● **What to do**
Can you repeat the items below, swapping every "Goal" for "Objective" and keeping everything else the same?

● **Excerpted records**
========================================================================

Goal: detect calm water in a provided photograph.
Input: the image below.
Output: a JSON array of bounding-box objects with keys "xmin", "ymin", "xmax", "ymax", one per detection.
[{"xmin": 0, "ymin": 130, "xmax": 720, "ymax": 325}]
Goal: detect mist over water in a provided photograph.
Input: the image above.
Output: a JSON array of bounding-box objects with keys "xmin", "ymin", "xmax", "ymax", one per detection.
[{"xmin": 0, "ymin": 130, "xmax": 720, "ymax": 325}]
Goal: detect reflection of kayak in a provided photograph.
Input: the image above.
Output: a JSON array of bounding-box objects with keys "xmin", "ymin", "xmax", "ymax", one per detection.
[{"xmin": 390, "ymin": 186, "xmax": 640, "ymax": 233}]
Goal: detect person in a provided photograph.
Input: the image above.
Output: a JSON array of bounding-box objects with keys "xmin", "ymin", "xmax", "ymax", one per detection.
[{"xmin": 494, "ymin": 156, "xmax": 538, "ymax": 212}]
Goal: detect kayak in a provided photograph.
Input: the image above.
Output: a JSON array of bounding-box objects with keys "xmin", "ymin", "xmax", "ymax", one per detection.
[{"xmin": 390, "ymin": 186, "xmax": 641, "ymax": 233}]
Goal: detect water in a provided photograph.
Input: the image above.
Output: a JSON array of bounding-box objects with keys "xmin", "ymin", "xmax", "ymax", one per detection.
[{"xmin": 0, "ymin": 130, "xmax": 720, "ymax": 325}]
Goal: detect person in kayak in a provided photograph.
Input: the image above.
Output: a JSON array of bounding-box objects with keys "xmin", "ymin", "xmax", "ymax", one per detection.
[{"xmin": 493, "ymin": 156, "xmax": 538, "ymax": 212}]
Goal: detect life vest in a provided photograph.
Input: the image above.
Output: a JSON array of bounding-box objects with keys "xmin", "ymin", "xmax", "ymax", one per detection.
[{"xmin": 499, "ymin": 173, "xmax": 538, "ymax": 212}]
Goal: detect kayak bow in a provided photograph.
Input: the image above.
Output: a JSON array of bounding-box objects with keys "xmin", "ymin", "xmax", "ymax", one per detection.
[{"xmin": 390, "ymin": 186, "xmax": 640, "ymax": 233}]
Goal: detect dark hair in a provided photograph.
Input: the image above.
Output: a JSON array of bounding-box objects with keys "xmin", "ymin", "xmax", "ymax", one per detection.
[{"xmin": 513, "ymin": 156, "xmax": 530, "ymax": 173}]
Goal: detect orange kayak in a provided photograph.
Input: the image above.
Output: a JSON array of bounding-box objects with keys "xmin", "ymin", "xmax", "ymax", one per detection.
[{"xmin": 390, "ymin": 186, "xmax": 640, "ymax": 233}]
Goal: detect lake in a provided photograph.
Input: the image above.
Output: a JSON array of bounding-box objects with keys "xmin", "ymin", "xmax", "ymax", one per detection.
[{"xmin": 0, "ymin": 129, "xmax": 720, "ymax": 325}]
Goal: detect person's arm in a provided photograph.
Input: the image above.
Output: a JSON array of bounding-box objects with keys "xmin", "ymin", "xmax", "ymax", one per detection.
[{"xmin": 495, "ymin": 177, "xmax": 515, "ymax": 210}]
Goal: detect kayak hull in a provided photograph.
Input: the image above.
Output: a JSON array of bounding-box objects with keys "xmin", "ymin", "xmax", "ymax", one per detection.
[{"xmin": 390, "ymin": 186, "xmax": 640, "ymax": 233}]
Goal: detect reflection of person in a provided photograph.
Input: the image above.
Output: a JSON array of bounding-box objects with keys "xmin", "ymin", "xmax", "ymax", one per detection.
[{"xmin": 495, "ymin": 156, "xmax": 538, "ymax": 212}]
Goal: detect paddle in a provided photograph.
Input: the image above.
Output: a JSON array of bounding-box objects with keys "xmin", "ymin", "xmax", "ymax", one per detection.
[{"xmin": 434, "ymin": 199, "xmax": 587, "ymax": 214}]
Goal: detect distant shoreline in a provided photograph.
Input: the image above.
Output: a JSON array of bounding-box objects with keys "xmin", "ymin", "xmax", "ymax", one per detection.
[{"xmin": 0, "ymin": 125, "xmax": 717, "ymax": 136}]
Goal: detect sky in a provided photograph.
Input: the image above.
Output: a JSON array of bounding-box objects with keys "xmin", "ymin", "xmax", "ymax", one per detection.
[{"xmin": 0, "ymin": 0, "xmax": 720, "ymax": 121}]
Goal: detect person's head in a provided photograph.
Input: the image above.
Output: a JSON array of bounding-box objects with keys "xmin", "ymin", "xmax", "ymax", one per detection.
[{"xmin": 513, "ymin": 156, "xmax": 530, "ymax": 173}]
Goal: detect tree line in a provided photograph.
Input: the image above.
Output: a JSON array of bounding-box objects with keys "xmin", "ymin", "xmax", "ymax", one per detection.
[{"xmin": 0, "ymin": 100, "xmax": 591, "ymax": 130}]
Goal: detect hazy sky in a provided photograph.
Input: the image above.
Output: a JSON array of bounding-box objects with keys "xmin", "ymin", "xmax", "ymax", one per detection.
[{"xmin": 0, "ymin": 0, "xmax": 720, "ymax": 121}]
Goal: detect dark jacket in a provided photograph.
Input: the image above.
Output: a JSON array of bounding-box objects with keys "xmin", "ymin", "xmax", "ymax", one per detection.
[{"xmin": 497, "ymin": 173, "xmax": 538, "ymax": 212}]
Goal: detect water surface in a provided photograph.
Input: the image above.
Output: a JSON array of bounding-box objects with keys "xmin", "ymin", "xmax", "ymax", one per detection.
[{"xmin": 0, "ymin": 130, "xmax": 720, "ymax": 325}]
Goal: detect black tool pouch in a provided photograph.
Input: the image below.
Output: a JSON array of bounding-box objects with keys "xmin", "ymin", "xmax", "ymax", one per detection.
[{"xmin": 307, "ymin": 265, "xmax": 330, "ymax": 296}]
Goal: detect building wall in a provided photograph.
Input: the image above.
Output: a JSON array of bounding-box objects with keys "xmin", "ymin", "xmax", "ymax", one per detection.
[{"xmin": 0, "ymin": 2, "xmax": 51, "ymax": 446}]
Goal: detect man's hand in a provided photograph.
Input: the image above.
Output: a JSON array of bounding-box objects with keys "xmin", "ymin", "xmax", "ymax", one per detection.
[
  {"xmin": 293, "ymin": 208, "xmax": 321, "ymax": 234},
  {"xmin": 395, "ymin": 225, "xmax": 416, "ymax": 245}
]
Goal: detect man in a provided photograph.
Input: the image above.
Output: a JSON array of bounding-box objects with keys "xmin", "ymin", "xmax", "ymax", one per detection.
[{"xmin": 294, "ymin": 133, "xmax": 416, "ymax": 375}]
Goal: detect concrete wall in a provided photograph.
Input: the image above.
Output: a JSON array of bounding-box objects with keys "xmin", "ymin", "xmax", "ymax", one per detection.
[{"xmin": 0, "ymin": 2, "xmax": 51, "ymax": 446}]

========================================================================

● **Output below**
Objective: detect calm water in a provided photograph.
Input: the image below.
Output: a JSON array of bounding-box objects with keys "xmin", "ymin", "xmax", "ymax", one per detection.
[{"xmin": 0, "ymin": 130, "xmax": 720, "ymax": 325}]
Objective: detect mist over water in a provided photograph.
Input: the image above.
Output: a JSON array of bounding-box objects with keys "xmin", "ymin", "xmax", "ymax", one per detection.
[{"xmin": 0, "ymin": 130, "xmax": 720, "ymax": 325}]
Objective: detect reflection of kayak in a provided photograph.
Input: the image above.
Output: a JSON array of bounding-box objects with keys "xmin", "ymin", "xmax", "ymax", one per detection.
[{"xmin": 390, "ymin": 186, "xmax": 640, "ymax": 233}]
Objective: detect person in a provided photograph.
Input: the image above.
Output: a JSON array of bounding-box objects with keys "xmin", "ymin", "xmax", "ymax", one per detection.
[{"xmin": 494, "ymin": 156, "xmax": 538, "ymax": 212}]
Objective: detect kayak in a provided photograph.
Input: the image above.
Output: a JSON array of bounding-box objects with keys "xmin", "ymin", "xmax", "ymax", one per detection.
[{"xmin": 390, "ymin": 186, "xmax": 641, "ymax": 233}]
Objective: detect water in a provided photograph.
Input: the image above.
Output: a JSON array of bounding-box objects with keys "xmin", "ymin", "xmax", "ymax", one per detection.
[{"xmin": 0, "ymin": 130, "xmax": 720, "ymax": 325}]
Objective: detect person in kayak in a provided photograph.
Input: the image above.
Output: a JSON array of bounding-box objects with keys "xmin", "ymin", "xmax", "ymax", one per detection.
[{"xmin": 493, "ymin": 156, "xmax": 538, "ymax": 212}]
Objective: detect life vest in a provided photograph.
Input: the image above.
Output: a JSON array of bounding-box objects with keys "xmin", "ymin", "xmax", "ymax", one per detection.
[{"xmin": 499, "ymin": 173, "xmax": 538, "ymax": 212}]
Objective: detect kayak bow in a provided photograph.
Input: the image above.
Output: a JSON array of bounding-box objects with keys "xmin", "ymin", "xmax", "ymax", one per detection.
[{"xmin": 390, "ymin": 186, "xmax": 640, "ymax": 233}]
Objective: detect dark hair in a provided photograph.
Input: the image above.
Output: a JSON array of bounding-box objects with keys "xmin", "ymin", "xmax", "ymax", one per detection.
[{"xmin": 513, "ymin": 156, "xmax": 530, "ymax": 173}]
Objective: detect orange kayak in a provided photograph.
Input: the image above.
Output: a JSON array of bounding-box objects with keys "xmin", "ymin", "xmax", "ymax", one per detection.
[{"xmin": 390, "ymin": 186, "xmax": 640, "ymax": 233}]
Objective: detect lake in a provided photograph.
Input: the image above.
Output: a JSON array of bounding-box objects with keys "xmin", "ymin", "xmax", "ymax", one per detection.
[{"xmin": 0, "ymin": 129, "xmax": 720, "ymax": 325}]
Objective: detect person's arm in a provided photograph.
Input: the image above.
Output: a JSON array of bounding-box objects with keys "xmin", "ymin", "xmax", "ymax", one per detection.
[{"xmin": 495, "ymin": 177, "xmax": 515, "ymax": 210}]
Objective: detect kayak hull in a provided photograph.
Input: the image above.
Output: a JSON array of bounding-box objects with keys "xmin", "ymin", "xmax", "ymax", one per detection.
[{"xmin": 390, "ymin": 186, "xmax": 640, "ymax": 233}]
Objective: detect reflection of person in a provided photograph.
Input: the image above.
Output: a JSON array of bounding-box objects with keys "xmin", "ymin", "xmax", "ymax", one per detection.
[{"xmin": 495, "ymin": 156, "xmax": 538, "ymax": 212}]
Objective: detect paddle in a provided photograph.
Input: the image above.
Output: a JSON array of bounding-box objects with keys "xmin", "ymin", "xmax", "ymax", one per detection.
[{"xmin": 434, "ymin": 199, "xmax": 587, "ymax": 214}]
Objective: detect distant shoreline in a provided photograph.
Input: the image above.
Output: a JSON array of bounding-box objects with keys "xmin", "ymin", "xmax", "ymax", one per detection.
[{"xmin": 0, "ymin": 125, "xmax": 717, "ymax": 136}]
Objective: detect sky in a provided photograph.
Input: the image above.
Output: a JSON array of bounding-box objects with keys "xmin", "ymin", "xmax", "ymax", one per detection.
[{"xmin": 0, "ymin": 0, "xmax": 720, "ymax": 121}]
Objective: detect person's head in a provided photograph.
Input: the image above.
Output: a JSON array of bounding-box objects with keys "xmin", "ymin", "xmax", "ymax", one per detection.
[{"xmin": 513, "ymin": 156, "xmax": 530, "ymax": 173}]
Objective: detect tree line in a provided photograph.
Input: the image above.
Output: a JSON array of bounding-box objects with keys "xmin", "ymin", "xmax", "ymax", one per detection.
[{"xmin": 0, "ymin": 100, "xmax": 591, "ymax": 130}]
Objective: detect hazy sky in a provided photograph.
Input: the image above.
Output: a JSON array of bounding-box objects with keys "xmin", "ymin", "xmax", "ymax", one per detection.
[{"xmin": 0, "ymin": 0, "xmax": 720, "ymax": 121}]
Objective: detect dark jacket in a provided photograph.
Input: the image above.
Output: a JSON array of bounding-box objects with keys "xmin", "ymin", "xmax", "ymax", one per detection.
[{"xmin": 497, "ymin": 173, "xmax": 538, "ymax": 212}]
Objective: detect water surface in a provided photograph.
Input: the image above.
Output: a JSON array of bounding-box objects with keys "xmin", "ymin", "xmax", "ymax", one per detection.
[{"xmin": 0, "ymin": 130, "xmax": 720, "ymax": 325}]
Objective: detect black tool pouch in a provided photograph.
Input: the image below.
Output: a JSON array of bounding-box objects with keys "xmin", "ymin", "xmax", "ymax", one per detection.
[{"xmin": 307, "ymin": 265, "xmax": 330, "ymax": 296}]
Objective: detect building wall in a provided photograph.
Input: the image above.
Output: a JSON array of bounding-box objects with keys "xmin", "ymin", "xmax", "ymax", one per detection.
[{"xmin": 0, "ymin": 2, "xmax": 51, "ymax": 446}]
Objective: detect man's hand in a provided photograph.
Input: the image above.
Output: a JSON array of bounding-box objects with keys "xmin", "ymin", "xmax", "ymax", one per detection.
[
  {"xmin": 293, "ymin": 208, "xmax": 321, "ymax": 234},
  {"xmin": 395, "ymin": 225, "xmax": 416, "ymax": 245}
]
Objective: detect man in a provided photograph.
Input: the image above.
Output: a JSON array of bounding-box objects with keys "xmin", "ymin", "xmax", "ymax", one per detection.
[{"xmin": 294, "ymin": 133, "xmax": 416, "ymax": 375}]
Objective: detect concrete wall in a provided photograph.
Input: the image above.
Output: a JSON array of bounding-box objects with keys "xmin", "ymin", "xmax", "ymax", one per detection.
[{"xmin": 0, "ymin": 2, "xmax": 51, "ymax": 446}]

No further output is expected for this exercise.